┌─ Quoted passage

Queerview: Frank O’Hara


Frank O’Hara began publishing his poems while he was a student at Harvard. Soon after, he moved to New York where he worked at the Museum of Modern Art. He composed many of his poems there while working at the front desk. His work is highly influenced by the art and pop culture of the 1950’s.

Poem (Lana Turner has collapsed!)

Lana Turner has collapsed!
I was trotting along and suddenly
it started raining and snowing
and you said it was hailing
but hailing hits you on the head
hard so it was really snowing and
raining and I was in such a hurry
to meet you but the traffic
was acting exactly like the sky
and suddenly I see a headline
LANA TURNER HAS COLLAPSED!

└─
┌─ Data lines

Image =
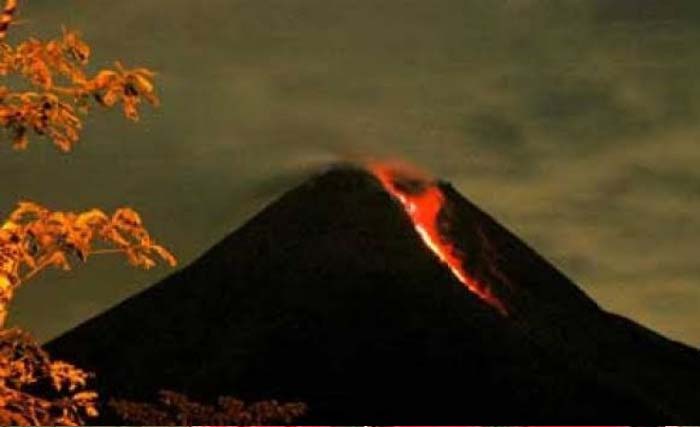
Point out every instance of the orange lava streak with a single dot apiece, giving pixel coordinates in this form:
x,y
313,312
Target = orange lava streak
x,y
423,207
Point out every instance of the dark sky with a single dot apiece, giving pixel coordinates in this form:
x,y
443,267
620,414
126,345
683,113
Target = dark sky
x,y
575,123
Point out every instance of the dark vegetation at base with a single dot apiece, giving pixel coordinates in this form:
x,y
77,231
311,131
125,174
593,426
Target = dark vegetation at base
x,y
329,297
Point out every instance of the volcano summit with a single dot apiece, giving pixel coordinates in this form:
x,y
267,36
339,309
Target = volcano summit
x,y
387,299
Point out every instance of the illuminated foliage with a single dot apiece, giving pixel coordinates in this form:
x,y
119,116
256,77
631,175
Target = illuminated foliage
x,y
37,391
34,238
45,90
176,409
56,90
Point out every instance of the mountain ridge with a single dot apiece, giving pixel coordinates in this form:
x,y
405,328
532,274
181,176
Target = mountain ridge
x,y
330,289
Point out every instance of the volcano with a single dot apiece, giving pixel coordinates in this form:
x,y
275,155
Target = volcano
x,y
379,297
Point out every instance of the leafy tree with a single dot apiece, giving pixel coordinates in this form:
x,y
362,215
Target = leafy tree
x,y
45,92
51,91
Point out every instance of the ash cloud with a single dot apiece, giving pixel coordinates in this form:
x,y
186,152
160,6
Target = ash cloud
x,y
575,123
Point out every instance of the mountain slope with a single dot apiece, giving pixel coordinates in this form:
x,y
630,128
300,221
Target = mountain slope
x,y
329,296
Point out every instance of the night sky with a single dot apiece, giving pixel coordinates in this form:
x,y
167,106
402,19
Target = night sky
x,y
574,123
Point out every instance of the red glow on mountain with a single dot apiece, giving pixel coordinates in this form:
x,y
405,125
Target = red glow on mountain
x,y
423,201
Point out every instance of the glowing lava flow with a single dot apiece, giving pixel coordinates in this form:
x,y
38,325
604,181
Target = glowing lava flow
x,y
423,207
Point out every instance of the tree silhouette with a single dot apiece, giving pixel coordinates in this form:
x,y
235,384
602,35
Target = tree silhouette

└─
┌─ Data lines

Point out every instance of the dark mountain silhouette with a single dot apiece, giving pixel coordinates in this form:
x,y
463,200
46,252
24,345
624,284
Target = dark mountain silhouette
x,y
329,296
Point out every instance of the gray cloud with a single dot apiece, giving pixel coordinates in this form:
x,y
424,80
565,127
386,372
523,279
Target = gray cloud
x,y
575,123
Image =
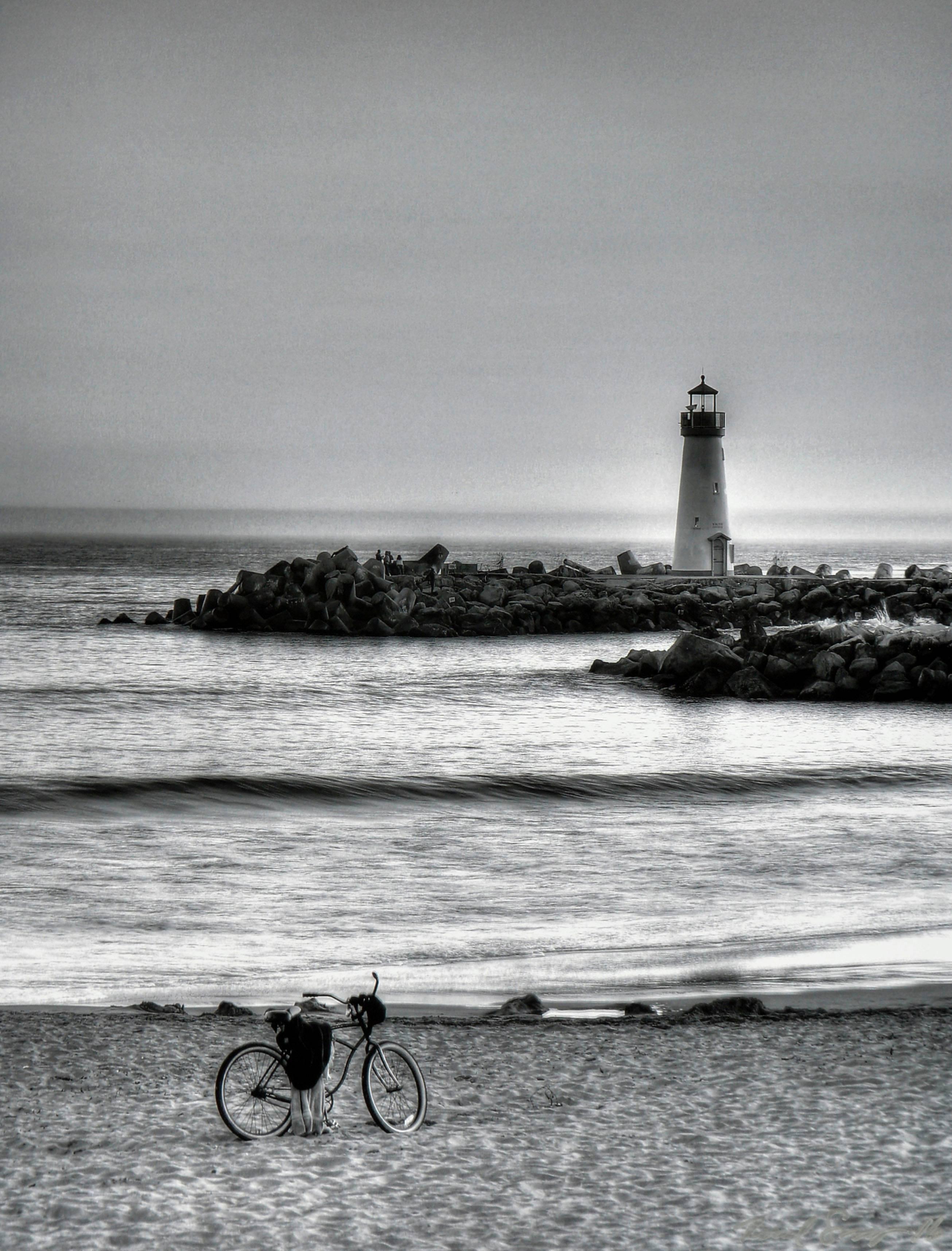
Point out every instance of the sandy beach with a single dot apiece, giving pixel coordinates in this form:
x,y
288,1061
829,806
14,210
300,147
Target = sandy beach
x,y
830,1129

└─
┌─ Data lines

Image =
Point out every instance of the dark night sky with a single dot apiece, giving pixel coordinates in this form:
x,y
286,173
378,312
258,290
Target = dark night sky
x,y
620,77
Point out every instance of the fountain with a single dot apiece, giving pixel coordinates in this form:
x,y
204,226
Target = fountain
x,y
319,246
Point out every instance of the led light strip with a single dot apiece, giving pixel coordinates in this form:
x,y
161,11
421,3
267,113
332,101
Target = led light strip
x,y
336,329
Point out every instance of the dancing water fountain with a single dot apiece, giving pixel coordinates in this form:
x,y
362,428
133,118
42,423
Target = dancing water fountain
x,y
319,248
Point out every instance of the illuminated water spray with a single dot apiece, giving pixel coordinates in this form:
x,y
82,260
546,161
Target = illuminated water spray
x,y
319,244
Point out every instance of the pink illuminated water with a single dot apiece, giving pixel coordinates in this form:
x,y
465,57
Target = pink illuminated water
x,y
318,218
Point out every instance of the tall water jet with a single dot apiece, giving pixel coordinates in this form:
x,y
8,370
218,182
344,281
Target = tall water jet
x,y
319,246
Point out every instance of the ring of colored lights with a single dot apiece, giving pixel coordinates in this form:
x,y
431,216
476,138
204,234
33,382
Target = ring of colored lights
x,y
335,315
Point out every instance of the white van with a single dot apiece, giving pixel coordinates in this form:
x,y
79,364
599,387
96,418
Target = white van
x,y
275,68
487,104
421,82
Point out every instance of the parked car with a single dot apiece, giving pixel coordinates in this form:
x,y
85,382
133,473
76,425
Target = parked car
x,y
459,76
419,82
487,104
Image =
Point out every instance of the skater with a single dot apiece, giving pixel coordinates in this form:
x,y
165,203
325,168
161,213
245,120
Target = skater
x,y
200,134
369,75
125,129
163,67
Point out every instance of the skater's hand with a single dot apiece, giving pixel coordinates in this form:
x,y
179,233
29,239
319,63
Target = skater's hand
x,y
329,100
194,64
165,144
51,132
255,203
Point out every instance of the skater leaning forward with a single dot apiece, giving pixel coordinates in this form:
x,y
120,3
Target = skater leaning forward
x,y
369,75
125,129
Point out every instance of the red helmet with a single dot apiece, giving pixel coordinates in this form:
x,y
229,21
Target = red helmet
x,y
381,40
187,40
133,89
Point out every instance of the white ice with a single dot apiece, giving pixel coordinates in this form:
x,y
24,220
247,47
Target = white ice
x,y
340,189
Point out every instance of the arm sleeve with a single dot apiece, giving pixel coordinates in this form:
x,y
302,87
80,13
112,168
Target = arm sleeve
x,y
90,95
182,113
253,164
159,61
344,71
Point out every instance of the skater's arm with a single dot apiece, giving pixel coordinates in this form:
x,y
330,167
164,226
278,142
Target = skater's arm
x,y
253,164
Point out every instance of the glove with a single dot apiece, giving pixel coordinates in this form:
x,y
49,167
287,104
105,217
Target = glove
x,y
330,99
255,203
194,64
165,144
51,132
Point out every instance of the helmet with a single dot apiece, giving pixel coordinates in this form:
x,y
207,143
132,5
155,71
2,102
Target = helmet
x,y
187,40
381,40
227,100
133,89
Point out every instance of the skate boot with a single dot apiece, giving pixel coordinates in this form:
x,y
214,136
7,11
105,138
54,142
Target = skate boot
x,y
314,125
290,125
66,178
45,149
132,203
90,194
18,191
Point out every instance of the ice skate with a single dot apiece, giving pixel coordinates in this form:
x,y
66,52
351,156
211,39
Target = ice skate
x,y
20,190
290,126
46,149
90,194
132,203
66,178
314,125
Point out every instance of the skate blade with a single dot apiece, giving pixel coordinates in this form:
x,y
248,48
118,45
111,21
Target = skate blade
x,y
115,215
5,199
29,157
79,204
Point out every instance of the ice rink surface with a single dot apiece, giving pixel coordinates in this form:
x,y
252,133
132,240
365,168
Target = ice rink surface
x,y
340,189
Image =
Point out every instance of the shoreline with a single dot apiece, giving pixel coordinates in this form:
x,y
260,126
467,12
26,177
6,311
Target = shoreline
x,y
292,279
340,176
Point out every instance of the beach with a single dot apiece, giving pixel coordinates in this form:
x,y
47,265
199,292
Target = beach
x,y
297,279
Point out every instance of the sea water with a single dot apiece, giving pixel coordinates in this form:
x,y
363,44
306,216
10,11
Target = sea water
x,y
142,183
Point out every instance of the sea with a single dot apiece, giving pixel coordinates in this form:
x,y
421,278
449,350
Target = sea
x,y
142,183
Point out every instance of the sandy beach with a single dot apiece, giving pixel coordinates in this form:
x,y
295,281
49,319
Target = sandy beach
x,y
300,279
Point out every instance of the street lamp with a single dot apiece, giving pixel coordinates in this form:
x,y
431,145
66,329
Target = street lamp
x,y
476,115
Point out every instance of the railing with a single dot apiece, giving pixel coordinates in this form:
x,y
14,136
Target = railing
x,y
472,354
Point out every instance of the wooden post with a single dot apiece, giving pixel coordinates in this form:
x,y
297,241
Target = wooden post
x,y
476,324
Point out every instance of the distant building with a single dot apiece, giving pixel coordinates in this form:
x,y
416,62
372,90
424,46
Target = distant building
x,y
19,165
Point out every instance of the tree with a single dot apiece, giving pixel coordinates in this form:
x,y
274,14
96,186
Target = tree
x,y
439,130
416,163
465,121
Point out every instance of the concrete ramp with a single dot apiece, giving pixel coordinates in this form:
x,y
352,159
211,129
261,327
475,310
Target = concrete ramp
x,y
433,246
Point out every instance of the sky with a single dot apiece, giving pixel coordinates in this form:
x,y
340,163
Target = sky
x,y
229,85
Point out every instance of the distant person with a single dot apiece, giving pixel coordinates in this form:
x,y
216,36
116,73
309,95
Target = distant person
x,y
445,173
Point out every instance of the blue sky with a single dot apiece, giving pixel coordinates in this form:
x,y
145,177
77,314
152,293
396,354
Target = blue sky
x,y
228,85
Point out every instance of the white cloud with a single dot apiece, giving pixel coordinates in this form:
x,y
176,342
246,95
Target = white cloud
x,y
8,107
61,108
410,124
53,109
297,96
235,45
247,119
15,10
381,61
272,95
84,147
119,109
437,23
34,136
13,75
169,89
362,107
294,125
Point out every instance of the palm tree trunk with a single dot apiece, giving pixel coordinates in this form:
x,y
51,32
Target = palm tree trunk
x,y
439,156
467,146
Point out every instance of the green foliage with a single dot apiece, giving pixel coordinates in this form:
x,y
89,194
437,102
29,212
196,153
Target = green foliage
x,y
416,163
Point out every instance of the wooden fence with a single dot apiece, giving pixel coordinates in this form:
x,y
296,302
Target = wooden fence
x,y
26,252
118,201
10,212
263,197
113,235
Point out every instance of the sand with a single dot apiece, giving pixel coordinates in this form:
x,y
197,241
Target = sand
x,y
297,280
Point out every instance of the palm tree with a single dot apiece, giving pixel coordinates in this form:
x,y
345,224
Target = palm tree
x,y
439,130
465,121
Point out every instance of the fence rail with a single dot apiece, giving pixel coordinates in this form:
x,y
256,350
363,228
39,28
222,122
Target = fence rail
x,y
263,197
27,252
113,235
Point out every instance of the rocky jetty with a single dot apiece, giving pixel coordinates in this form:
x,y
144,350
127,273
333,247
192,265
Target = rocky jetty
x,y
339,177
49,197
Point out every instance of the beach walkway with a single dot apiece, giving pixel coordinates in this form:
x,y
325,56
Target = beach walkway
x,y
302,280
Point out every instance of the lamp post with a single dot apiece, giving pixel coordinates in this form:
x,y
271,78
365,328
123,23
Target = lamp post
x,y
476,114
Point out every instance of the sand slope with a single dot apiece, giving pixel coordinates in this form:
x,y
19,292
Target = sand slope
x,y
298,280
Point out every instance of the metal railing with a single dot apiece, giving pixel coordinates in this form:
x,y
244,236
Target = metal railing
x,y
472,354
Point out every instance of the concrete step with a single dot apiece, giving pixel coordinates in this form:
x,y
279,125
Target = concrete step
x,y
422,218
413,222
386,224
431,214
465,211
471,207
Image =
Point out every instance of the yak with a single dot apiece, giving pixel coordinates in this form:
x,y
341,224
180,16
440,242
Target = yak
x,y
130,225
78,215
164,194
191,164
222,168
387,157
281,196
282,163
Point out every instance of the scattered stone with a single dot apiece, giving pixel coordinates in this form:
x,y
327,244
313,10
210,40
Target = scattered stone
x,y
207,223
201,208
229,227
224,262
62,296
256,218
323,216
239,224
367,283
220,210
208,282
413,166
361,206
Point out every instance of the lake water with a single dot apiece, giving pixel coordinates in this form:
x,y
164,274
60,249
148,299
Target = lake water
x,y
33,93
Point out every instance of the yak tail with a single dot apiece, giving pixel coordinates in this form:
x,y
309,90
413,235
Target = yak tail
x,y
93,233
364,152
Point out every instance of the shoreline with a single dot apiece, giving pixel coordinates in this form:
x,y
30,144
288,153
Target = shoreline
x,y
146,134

└─

Directives:
1/ Pick out each line in the records that contains the word "ridge" and copy those lines.
2/ Proceed with the text about Frank O'Hara, picking up right after its last line.

Results:
1/
Point out every instance of the mountain ridge with a single dot apiece, giving pixel coordinates in this form:
Target = mountain ridge

2/
there is no snow in Hollywood
there is no rain in California
I have been to lots of parties
and acted perfectly disgraceful
but I never actually collapsed
oh Lana Turner we love you get up

The Day Lady Died

It is 12:20 in New York a Friday
three days after Bastille day, yes
it is 1959 and I go get a shoeshine
because I will get off the 4:19 in Easthampton
at 7:15 and then go straight to dinner
and I don’t know the people who will feed me

I walk up the muggy street beginning to sun
and have a hamburger and a malted and buy
an ugly NEW WORLD WRITING to see what the poets
in Ghana are doing these days
I go on to the bank
and Miss Stillwagon (first name Linda I once heard)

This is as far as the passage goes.